Arrange the rows below as a numbered list, leaving out any blank lines.

= = = = =

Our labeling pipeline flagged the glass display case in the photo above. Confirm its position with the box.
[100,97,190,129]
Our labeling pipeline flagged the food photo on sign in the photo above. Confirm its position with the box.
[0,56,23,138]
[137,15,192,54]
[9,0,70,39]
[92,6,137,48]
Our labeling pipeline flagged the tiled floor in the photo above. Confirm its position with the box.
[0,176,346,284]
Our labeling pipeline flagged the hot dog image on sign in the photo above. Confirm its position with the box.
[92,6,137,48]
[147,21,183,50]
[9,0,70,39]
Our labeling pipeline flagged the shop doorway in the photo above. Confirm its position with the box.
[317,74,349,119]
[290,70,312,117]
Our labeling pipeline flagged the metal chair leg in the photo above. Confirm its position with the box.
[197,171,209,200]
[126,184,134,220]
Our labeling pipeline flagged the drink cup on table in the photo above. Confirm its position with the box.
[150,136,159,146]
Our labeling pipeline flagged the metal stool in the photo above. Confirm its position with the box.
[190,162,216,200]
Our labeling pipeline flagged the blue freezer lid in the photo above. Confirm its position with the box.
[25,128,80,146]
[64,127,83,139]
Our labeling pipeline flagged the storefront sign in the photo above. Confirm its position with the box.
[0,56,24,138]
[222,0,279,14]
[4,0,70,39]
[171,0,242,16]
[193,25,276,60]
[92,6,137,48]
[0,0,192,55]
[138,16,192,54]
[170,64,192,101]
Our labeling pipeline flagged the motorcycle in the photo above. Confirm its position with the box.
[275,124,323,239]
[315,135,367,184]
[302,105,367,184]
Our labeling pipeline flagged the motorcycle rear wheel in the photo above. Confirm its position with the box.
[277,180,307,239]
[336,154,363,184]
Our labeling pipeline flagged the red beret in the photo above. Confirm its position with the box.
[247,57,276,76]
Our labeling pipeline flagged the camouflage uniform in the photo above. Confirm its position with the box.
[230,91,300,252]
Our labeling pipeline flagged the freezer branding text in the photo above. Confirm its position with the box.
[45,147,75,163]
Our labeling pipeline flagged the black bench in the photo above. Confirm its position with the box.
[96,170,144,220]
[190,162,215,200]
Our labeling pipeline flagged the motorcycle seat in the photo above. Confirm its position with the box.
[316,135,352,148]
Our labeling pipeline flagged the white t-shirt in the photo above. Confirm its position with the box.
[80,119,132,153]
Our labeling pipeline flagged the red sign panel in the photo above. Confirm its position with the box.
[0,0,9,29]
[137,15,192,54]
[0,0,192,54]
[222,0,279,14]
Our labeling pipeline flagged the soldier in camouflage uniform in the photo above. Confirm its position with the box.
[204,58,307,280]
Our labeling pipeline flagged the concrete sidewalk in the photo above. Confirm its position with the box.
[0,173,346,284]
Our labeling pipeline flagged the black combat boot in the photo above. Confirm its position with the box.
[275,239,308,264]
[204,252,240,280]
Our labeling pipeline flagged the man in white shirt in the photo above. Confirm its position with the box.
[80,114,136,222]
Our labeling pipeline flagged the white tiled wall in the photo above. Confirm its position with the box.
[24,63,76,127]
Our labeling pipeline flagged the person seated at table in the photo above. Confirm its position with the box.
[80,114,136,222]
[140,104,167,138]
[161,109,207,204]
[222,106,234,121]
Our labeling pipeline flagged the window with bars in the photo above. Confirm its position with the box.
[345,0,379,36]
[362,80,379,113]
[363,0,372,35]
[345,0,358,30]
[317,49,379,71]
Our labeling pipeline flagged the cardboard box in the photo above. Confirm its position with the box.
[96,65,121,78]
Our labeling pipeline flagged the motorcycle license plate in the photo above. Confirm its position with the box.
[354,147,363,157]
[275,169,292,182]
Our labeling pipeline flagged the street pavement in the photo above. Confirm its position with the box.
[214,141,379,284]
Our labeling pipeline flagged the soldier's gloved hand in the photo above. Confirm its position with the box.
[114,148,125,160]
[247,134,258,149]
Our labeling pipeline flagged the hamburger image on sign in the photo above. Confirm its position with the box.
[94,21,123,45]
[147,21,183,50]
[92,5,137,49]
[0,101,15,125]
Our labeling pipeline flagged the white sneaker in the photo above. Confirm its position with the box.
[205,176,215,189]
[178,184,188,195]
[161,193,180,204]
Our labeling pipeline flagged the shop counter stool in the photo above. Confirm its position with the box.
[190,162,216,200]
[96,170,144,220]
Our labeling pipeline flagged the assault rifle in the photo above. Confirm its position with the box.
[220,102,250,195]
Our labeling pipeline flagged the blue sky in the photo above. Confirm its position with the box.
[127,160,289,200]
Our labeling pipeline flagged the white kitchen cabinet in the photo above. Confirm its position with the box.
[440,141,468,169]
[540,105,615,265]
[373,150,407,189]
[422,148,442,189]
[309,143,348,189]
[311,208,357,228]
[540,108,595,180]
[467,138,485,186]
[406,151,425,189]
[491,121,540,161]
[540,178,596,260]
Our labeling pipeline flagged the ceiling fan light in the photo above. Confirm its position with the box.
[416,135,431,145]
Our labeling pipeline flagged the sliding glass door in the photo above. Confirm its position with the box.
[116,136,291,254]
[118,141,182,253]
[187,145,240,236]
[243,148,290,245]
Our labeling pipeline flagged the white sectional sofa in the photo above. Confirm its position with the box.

= = = = =

ANSWER FOR THE TASK.
1. Our labeling pipeline flagged the glass display case in the photo above. Confirm its position with the box.
2. [100,97,190,129]
3. Our labeling pipeline flagged the food photo on sign in the photo above. Confirm its position with the box.
4. [0,56,23,138]
5. [137,15,192,54]
6. [9,0,70,39]
7. [92,6,137,48]
8. Our labeling pipeline flagged the tiled floor in the photo above. Confirm its position with the box.
9. [0,176,346,284]
10. Our labeling pipeline flagged the hot dog image on sign in the photo above. Confirm its position with the box.
11. [92,6,137,48]
12. [147,21,183,50]
13. [9,0,70,39]
14. Our labeling pipeline flagged the shop doorway in the photo above. Confirm its position with the box.
15. [317,74,349,119]
16. [290,70,312,117]
17. Our labeling pipeline flagged the metal chair leg in the photo above. Confirm its position with the box.
18. [197,171,209,200]
19. [126,184,134,220]
20. Our labeling pipeline flagged the drink cup on table in the photo above. Confirm its position with the box.
21. [150,136,159,146]
22. Our labeling pipeline flagged the metal stool in the photo above. Confirm its position with the box.
23. [190,162,216,200]
24. Our labeling pipeline flagged the blue freezer lid in the photo above. Confirm its position with the box.
25. [25,128,80,146]
26. [64,127,83,139]
27. Our labeling pipeline flagged the storefront sign in the photo above. Confirm its position with the box.
28. [0,56,24,138]
29. [222,0,279,14]
30. [4,0,70,39]
31. [171,0,242,16]
32. [193,25,276,60]
33. [92,6,137,48]
34. [0,0,192,55]
35. [138,16,192,54]
36. [170,64,192,101]
37. Our labeling pipeline flagged the motorcycle in the photo above. Confirm its position with the box.
38. [275,124,323,239]
39. [315,135,367,184]
40. [302,105,367,184]
41. Our labeling pipeline flagged the motorcycle rear wheel in the photo above. Confirm its position with the box.
42. [277,180,307,239]
43. [336,154,363,184]
44. Our labeling pipeline flagged the red beret in the photo above. Confirm its position with the box.
45. [247,57,276,76]
46. Our labeling pipeline flagged the camouflage uniform in the photo above. Confirm its position with the box.
47. [230,91,300,252]
48. Our labeling pipeline flagged the freezer branding text in the photo above. Confirm its position with the box.
49. [45,147,75,163]
50. Our labeling pipeline flagged the black bench in the photo above. Confirm its position with the box.
51. [96,170,144,220]
52. [190,162,215,200]
53. Our labeling pipeline flagged the motorcycle seat in the photo above. Confirm its position with the box.
54. [316,135,352,148]
55. Our labeling pipeline flagged the white t-shirt in the photo above. Confirm its position with the box.
56. [80,119,132,153]
57. Our labeling pipeline flagged the red sign panel in the photo above. Confirm its position with the box.
58. [0,0,9,29]
59. [137,15,192,54]
60. [0,0,192,54]
61. [222,0,279,14]
62. Our labeling pipeline flagged the soldier in camouflage uniform in the photo above. Confirm its position with the box.
63. [204,58,307,280]
64. Our labeling pipeline flagged the concrete sidewalk in the photo above. Confirm its position with the box.
65. [0,173,346,284]
66. Our labeling pipeline flagged the black combat boot in the photo above. Confirm its position with the box.
67. [275,239,308,264]
68. [204,252,240,280]
69. Our labeling pipeline flagged the man in white shirt in the photo above. Confirm its position with the box.
70. [80,114,136,222]
71. Our labeling pipeline flagged the white tiled wall in the photo above. Confirm its position with the box.
72. [24,63,76,127]
73. Our labeling pipeline flagged the person seated at table in the photo above. Confirm its position with the box.
74. [80,114,136,222]
75. [140,104,167,138]
76. [161,109,207,204]
77. [222,106,234,121]
78. Our labeling pipeline flagged the window with bars in the photo above. Confirm its position with the box.
79. [345,0,379,36]
80. [362,80,379,113]
81. [363,0,372,35]
82. [345,0,358,30]
83. [317,49,379,71]
84. Our labeling pipeline flagged the cardboard box in the photo above. Confirm its position with the box.
85. [96,65,121,78]
86. Our labeling pipeline flagged the motorcycle license plate in the photo above. Confirm its position with the box.
87. [354,147,363,157]
88. [275,169,292,182]
89. Our labeling pipeline flagged the street pavement in the photo above. Confirm its position with the box.
90. [214,141,379,284]
91. Our labeling pipeline flagged the soldier's gloved hand in the photo above. Confirm its position with the box.
92. [114,148,125,160]
93. [247,134,258,149]
94. Our labeling pipeline flagged the hamburger image on sign in the photo above. Confirm its position with the box.
95. [94,21,123,45]
96. [147,21,183,50]
97. [92,5,137,49]
98. [0,101,15,125]
99. Our labeling pipeline flagged the white sneaker in the photo above. Confirm its position with the box.
100. [205,176,215,189]
101. [178,184,188,195]
102. [161,193,180,204]
103. Our labeling pipeline flagged the shop counter stool in the photo above. Confirm its position with the box.
104. [190,162,216,200]
105. [96,170,144,220]
106. Our labeling pipeline flagged the assault rifle in the photo above. Confirm its position with the box.
107. [220,102,250,195]
108. Our labeling pipeline flagged the blue sky in the photo above. Confirm its position with the box.
109. [127,160,289,200]
110. Our labeling pipeline flagged the white kitchen cabinet in the photo above. Confirm its position with the box.
111. [440,141,468,169]
112. [540,105,615,265]
113. [373,150,407,189]
114. [422,148,442,189]
115. [309,143,348,189]
116. [311,208,357,228]
117. [540,108,595,180]
118. [467,138,485,186]
119. [406,151,425,189]
120. [491,121,540,161]
121. [540,178,596,260]
122. Our labeling pipeline flagged the ceiling fan light in the photo above. Confirm its position with the box.
123. [416,135,431,145]
124. Our labeling pipeline flagged the sliding glass door in the photo above. Confirm its position with the box.
125. [116,136,291,254]
126. [118,141,182,253]
127. [187,145,240,236]
128. [243,148,290,245]
129. Our labeling pipeline flagged the white sectional sofa in the photo above. Confirm its position with the box.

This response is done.